::: TEXTE FOURNI
Eh bien c'était fort prenant, quoique matière à questions de ma part. D'abord sur l'absence de surtitrage : j'avais escompté sur leur présence, n'avait pas donc pris de petit livret avec les Lieder de Mahler (comme on en trouve dans les intégrales Boulez ou Bernstein par exemple). Et bien sûr, le programme est dispendieux (aussi cher que la place

), et sans les textes. Du coup, je n'ai rien compris au russe, malgré tous mes efforts. A la fin j'essayais de repérer la structure du sonnet, mais Chosta' déjouait toute symétrie.

Le seul mot que j'ai compris est "Dante" dans le sonnet du même nom. Dommage pour les vers de Buonarotti.
Je m'interroge sur le public aussi : alors que je m'attendais à un ennui poli - car vous savez, le Lied c'est tellement
intellectuel - on a eu droit à une exaltation rare, à une dizaine de rappels. Et le plus beau, comme le Lied est un genre
intime - ce que vous savez auss - i, c'est que les gens ont été d'un silence absolu entre les Lieder et après ceux-ci, laissant quelques secondes de silence, denrée rare partout ailleurs (ce soir dans Lakmé, 5 sonneries de portables, 6 salves d'applaudissements mal placés)
::::::
### CONSIGNE A:
Traduisez en anglais cette phrase du texte fourni : « Le seul mot que j'ai compris est "Dante" dans le sonnet du même nom. »
::: ENREGISTREMENTS
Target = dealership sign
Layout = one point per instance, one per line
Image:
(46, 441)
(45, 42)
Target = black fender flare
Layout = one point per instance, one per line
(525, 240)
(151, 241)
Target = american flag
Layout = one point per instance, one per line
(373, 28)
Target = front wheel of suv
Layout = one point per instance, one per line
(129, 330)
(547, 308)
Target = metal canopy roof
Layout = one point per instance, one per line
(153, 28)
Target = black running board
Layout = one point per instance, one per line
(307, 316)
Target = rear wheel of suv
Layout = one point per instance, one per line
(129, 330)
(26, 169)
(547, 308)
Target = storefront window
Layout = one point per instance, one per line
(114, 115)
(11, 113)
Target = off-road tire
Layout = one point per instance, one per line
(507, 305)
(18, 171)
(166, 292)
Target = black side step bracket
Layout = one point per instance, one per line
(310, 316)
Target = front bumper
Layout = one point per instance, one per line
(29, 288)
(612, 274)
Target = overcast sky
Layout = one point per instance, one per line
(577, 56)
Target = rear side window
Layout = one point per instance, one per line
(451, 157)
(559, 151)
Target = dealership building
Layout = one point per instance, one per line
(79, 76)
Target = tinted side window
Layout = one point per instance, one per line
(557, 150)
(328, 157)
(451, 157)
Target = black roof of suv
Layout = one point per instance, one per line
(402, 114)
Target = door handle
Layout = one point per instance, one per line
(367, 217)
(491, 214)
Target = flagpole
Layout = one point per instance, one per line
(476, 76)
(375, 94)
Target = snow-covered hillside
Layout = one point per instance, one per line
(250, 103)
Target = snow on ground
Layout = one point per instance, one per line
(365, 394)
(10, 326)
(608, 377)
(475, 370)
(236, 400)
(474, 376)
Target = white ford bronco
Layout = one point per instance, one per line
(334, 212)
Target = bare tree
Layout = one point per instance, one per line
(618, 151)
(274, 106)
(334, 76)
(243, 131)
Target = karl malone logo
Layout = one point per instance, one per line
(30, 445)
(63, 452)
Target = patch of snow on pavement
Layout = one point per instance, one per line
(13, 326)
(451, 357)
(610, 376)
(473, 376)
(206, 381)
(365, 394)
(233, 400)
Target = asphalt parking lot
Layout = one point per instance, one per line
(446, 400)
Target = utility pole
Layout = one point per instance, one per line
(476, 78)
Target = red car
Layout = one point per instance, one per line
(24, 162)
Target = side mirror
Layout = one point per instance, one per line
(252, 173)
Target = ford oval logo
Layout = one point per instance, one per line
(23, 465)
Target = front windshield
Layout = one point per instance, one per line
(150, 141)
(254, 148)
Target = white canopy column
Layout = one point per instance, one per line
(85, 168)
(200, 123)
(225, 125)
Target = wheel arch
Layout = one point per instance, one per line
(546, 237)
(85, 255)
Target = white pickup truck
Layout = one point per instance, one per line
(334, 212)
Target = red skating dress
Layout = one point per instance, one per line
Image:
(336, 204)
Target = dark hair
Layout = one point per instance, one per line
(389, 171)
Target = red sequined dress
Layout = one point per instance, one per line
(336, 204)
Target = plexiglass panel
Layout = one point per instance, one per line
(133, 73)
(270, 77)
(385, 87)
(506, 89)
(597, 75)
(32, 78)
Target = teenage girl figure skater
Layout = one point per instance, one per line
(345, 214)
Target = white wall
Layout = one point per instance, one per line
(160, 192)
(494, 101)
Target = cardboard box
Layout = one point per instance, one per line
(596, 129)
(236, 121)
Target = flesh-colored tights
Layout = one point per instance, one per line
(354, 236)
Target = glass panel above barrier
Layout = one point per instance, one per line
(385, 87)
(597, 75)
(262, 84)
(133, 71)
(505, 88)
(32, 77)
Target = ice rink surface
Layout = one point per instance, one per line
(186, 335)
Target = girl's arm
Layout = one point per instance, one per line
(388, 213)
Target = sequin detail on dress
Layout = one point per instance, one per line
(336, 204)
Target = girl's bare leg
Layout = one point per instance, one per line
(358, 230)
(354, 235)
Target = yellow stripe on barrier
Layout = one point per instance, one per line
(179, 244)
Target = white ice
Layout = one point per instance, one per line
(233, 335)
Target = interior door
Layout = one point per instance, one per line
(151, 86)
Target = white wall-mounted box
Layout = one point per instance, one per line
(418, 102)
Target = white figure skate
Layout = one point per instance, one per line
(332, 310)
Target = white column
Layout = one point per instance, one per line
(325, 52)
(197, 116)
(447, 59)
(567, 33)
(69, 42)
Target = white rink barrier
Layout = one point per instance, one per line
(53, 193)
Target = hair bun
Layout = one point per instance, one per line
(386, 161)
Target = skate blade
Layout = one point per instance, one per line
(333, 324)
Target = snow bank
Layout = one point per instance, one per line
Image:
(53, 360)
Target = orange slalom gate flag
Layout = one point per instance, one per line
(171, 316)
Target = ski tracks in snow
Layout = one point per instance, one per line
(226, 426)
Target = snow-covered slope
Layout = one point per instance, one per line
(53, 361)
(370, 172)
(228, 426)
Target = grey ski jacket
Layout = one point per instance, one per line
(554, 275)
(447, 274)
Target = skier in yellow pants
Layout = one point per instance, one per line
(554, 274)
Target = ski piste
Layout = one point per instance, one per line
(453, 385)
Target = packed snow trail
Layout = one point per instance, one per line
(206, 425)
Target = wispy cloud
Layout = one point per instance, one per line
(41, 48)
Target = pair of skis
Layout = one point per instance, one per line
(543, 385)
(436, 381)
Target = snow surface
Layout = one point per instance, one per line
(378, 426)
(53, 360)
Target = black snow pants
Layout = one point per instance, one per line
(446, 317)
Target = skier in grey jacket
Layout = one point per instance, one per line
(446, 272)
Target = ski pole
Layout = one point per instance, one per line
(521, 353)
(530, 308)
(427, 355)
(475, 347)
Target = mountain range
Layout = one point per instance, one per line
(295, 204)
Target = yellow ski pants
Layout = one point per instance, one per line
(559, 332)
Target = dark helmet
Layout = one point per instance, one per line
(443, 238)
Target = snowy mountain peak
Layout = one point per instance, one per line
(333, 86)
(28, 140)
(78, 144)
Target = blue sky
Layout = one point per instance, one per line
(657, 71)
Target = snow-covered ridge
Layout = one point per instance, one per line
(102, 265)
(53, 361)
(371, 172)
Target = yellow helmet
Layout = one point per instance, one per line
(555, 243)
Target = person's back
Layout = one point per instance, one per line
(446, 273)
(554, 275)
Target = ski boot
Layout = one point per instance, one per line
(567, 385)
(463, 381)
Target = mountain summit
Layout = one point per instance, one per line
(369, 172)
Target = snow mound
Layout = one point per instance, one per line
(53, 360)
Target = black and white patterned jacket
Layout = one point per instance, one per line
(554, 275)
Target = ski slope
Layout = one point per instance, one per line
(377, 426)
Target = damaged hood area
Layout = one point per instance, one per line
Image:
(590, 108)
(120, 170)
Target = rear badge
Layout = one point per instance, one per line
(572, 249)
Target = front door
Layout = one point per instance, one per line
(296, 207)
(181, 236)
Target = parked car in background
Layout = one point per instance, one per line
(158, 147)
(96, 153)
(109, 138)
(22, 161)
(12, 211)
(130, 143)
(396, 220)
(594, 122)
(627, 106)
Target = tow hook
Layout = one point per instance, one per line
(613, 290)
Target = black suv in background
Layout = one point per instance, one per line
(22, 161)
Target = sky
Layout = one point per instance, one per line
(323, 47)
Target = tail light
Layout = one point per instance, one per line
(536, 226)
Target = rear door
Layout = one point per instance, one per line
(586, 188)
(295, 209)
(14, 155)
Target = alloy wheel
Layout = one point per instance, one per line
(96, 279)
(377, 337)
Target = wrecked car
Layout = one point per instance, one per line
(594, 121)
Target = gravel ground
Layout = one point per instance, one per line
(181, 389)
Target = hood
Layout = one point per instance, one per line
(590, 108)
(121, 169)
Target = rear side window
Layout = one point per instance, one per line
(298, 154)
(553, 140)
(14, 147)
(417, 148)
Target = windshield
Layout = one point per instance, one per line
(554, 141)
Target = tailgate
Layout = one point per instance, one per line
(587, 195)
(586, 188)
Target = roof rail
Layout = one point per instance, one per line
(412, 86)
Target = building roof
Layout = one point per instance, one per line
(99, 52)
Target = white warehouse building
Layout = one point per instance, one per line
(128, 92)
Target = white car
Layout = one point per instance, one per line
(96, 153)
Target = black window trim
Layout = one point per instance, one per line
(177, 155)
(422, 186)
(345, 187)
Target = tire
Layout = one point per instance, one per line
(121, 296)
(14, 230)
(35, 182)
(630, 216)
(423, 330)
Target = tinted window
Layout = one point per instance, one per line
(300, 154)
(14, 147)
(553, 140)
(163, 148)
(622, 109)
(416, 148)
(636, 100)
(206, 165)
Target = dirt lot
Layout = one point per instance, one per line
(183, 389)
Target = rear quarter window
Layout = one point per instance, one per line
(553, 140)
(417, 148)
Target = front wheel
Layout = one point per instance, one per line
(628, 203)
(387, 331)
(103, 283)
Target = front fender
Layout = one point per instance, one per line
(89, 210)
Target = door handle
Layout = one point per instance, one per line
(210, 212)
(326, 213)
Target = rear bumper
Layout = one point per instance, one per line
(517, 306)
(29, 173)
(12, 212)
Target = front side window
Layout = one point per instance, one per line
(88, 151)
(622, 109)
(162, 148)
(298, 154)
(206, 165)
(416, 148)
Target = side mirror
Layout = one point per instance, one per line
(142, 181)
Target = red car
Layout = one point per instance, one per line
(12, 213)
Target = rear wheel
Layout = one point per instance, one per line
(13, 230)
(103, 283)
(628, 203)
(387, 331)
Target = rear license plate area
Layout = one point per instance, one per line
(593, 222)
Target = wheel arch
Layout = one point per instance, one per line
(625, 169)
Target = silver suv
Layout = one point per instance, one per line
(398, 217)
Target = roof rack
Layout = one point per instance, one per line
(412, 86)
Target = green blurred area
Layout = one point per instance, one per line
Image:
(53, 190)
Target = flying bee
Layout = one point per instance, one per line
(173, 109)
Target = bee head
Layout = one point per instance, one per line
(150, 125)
::::::
### CONSIGNE B:
Relevez chaque ligne des enregistrements qui contient la chaîne « skier ».

### RÉPONSE COMPLÈTE A:
The only word I understood was "Dante," in the sonnet of the same name.

### RÉPONSE COMPLÈTE B:
Target = skier in yellow pants
Target = skier in grey jacket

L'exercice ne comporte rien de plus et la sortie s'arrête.